▸ **Task details**
Reproduce the entries. Each one must match the original exactly.

▸ **Records**
□ □ □ □ □ □ □
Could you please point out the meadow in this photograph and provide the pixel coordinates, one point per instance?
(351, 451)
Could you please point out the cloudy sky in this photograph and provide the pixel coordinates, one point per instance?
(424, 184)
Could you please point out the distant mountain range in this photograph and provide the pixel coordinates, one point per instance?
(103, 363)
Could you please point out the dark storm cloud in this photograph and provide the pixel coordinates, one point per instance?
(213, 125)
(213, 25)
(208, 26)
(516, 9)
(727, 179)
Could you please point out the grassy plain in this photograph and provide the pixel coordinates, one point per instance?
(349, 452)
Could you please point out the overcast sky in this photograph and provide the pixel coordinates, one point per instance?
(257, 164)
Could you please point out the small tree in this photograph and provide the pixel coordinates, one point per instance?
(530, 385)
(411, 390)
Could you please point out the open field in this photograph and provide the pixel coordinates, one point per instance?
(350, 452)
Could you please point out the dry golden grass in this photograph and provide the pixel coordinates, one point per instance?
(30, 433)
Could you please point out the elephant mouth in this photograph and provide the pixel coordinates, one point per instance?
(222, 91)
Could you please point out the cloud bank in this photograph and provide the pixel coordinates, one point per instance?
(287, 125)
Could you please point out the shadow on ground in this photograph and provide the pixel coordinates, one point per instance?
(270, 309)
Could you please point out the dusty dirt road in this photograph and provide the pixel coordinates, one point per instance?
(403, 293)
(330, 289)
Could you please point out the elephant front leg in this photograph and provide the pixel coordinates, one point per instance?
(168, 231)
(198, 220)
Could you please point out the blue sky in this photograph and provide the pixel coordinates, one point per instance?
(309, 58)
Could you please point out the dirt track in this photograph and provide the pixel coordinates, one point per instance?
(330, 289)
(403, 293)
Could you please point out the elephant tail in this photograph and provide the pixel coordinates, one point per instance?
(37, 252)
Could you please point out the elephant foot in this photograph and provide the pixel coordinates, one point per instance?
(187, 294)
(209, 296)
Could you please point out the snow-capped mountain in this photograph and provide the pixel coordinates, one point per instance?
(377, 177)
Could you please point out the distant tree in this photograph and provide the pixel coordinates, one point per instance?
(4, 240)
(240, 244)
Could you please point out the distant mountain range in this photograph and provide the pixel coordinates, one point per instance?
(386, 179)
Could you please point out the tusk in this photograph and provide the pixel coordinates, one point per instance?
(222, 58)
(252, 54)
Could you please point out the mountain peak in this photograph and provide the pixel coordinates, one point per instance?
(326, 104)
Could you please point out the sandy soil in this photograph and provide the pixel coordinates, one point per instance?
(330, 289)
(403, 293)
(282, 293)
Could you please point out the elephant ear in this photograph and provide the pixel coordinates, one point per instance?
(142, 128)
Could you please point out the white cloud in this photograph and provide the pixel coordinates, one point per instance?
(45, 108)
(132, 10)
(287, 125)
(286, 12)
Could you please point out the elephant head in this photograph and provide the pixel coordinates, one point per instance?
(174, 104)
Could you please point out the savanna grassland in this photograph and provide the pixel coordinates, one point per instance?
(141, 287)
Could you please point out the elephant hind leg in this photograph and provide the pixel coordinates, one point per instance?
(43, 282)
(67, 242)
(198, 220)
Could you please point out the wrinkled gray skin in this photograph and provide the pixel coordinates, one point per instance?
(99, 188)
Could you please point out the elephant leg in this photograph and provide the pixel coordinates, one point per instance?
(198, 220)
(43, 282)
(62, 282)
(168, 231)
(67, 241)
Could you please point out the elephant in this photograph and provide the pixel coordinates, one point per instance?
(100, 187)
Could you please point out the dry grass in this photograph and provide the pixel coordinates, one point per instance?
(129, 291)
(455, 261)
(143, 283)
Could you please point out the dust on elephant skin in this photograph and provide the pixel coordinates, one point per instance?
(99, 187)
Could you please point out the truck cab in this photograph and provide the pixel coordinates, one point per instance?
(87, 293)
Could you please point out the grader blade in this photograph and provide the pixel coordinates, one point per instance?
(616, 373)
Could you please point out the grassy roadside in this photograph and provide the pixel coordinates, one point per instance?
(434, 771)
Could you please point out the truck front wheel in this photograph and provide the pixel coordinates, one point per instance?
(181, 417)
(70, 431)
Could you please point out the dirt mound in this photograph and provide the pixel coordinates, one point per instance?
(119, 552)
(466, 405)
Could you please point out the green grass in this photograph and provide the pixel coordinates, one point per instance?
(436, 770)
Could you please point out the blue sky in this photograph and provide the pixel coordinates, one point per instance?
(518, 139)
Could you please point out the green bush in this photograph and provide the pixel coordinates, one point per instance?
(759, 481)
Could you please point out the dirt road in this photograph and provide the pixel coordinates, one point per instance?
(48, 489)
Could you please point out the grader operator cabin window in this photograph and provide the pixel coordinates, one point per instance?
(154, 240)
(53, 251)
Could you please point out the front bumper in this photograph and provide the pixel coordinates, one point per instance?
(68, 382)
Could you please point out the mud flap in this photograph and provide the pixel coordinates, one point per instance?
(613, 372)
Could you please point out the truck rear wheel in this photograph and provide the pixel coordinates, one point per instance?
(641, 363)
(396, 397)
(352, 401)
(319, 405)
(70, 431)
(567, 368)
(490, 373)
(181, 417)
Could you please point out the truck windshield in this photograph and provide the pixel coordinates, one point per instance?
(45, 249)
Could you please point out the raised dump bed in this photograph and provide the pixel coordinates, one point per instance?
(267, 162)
□ □ □ □ □ □ □
▸ **Output of the exercise**
Could you please point out the meadow in this photograph and provide the pixel coordinates, one point per instance?
(351, 451)
Could you please point out the cloudy sky in this photograph and provide the pixel coordinates, one point per instance?
(424, 184)
Could you please point out the distant mountain range in this photograph and provide the pixel coordinates, one point per instance?
(103, 363)
Could you please point out the dark storm cloud in this photograph and provide the pixel coordinates, one point per instance?
(213, 125)
(213, 25)
(208, 26)
(516, 9)
(727, 179)
Could you please point out the grassy plain in this photograph and provide the pixel coordinates, one point per instance?
(349, 452)
Could you please point out the overcast sky in this photograph and provide the pixel coordinates, one point per instance?
(257, 164)
Could you please point out the small tree in this photograph and provide the pixel coordinates, one point per instance?
(530, 385)
(411, 390)
Could you please point out the open field in this photograph and provide the pixel coordinates, one point per instance?
(350, 452)
Could you please point out the dry golden grass in this photograph and provide the pixel coordinates, one point per instance?
(30, 433)
Could you please point out the elephant mouth in this photograph and provide the pixel coordinates, one point per instance?
(222, 91)
Could you please point out the cloud bank in this photograph and provide the pixel coordinates, one point per instance?
(287, 125)
Could you please point out the shadow on ground in this photograph and provide the pixel coordinates, one point per instance?
(270, 309)
Could you please point out the dusty dirt road in this photograph and provide the pixel coordinates, one point per instance?
(403, 293)
(330, 289)
Could you please point out the elephant front leg in this photograph and provide the pixel coordinates, one point per instance?
(168, 231)
(198, 220)
Could you please point out the blue sky in this photograph and provide the pixel coordinates, one point per instance?
(309, 58)
Could you please point out the dirt track in this photograph and provide the pixel coordinates, one point per instance?
(330, 289)
(403, 293)
Could you please point out the elephant tail in this photograph and provide the pixel coordinates, one point per instance?
(37, 252)
Could you please point out the elephant foot in this photograph and provide the pixel coordinates, one point per instance?
(187, 294)
(209, 296)
Could you please point out the snow-capped mountain in this photograph and provide the pixel coordinates, one point per instance?
(377, 177)
Could you please point out the distant tree in this photograph and provide the pixel coordinates, one point per instance?
(4, 240)
(240, 244)
Could you please point out the distant mountain range in this photograph and provide the pixel coordinates, one point per instance?
(386, 179)
Could you please point out the tusk in this photograph and provide the pixel coordinates, one point per instance?
(222, 58)
(252, 54)
Could you please point out the mountain peak in this photograph and provide the pixel coordinates, one point per instance?
(326, 104)
Could you please point out the sandy soil in this photograph and provide the pixel coordinates, one point per instance?
(330, 289)
(403, 293)
(282, 293)
Could you please point out the elephant ear in this photograph and provide the pixel coordinates, one point per instance?
(142, 128)
Could you please point out the white cloud in this photograph and provide the pixel coordinates, one point per instance?
(45, 108)
(132, 10)
(287, 125)
(286, 12)
Could you please point out the elephant head in this photograph and provide the pixel coordinates, one point per instance?
(174, 104)
Could you please point out the savanna grassland in this photograph and provide the pixel coordinates, one point per instance?
(141, 287)
Could you please point out the elephant hind leg in this photograph and provide the pixel coordinates, one point per instance?
(43, 282)
(67, 242)
(198, 220)
Could you please point out the wrinkled gray skin in this photograph and provide the pixel coordinates, one point per instance?
(99, 188)
Could you please point out the elephant leg in this photograph and provide the pixel coordinates, one point per instance?
(198, 220)
(43, 282)
(62, 282)
(168, 231)
(67, 241)
Could you please point out the elephant in this photograph and provide the pixel coordinates, one point per instance?
(100, 187)
Could you please point out the dry grass in this photograph and provide the pixel coordinates, one point per instance?
(129, 291)
(455, 261)
(143, 283)
Could you please point out the dust on elephant skin in this photograph and provide the pixel coordinates, one point per instance?
(99, 187)
Could you please point out the truck cab in this photograph and provide the pixel coordinates, one point per instance?
(87, 293)
Could you please point out the grader blade in this photograph and provide the pixel coordinates, one point per instance?
(616, 373)
Could you please point out the grassy roadside in this photograph and provide the pixel coordinates, one point per instance?
(434, 771)
Could you please point out the truck front wheel in this photograph and provide the pixel coordinates, one point per instance?
(181, 417)
(70, 431)
Could you please point out the dirt mound in this photograph and provide the pixel coordinates, one point per instance?
(119, 552)
(466, 405)
Could you please point out the green grass in this photograph and provide the pixel coordinates, one point per instance?
(436, 770)
Could you please point out the blue sky in this photograph and provide the pixel coordinates, one point per instance?
(518, 139)
Could you please point out the green bush in this photograph and provide the pixel coordinates, one point per instance?
(759, 481)
Could you please point out the dirt road in this photograph and provide the pixel coordinates, one point per instance?
(48, 489)
Could you please point out the grader operator cabin window in this photograph and provide the pixel coordinates, one point per instance?
(154, 240)
(53, 251)
Could you please point out the front bumper in this photograph and provide the pixel coordinates, one point per instance?
(68, 382)
Could you please point out the mud flap in this photograph and provide the pixel coordinates, one point per instance?
(613, 372)
Could you please point out the truck rear wheel in this photograph and provide the pixel coordinates, one point per instance?
(641, 363)
(396, 397)
(352, 401)
(319, 405)
(70, 431)
(567, 368)
(490, 373)
(181, 417)
Could you please point out the truck windshield in this photograph and provide the pixel coordinates, one point per instance?
(45, 249)
Could you please point out the raised dump bed in this photograph and provide the pixel coordinates, one point per instance?
(267, 162)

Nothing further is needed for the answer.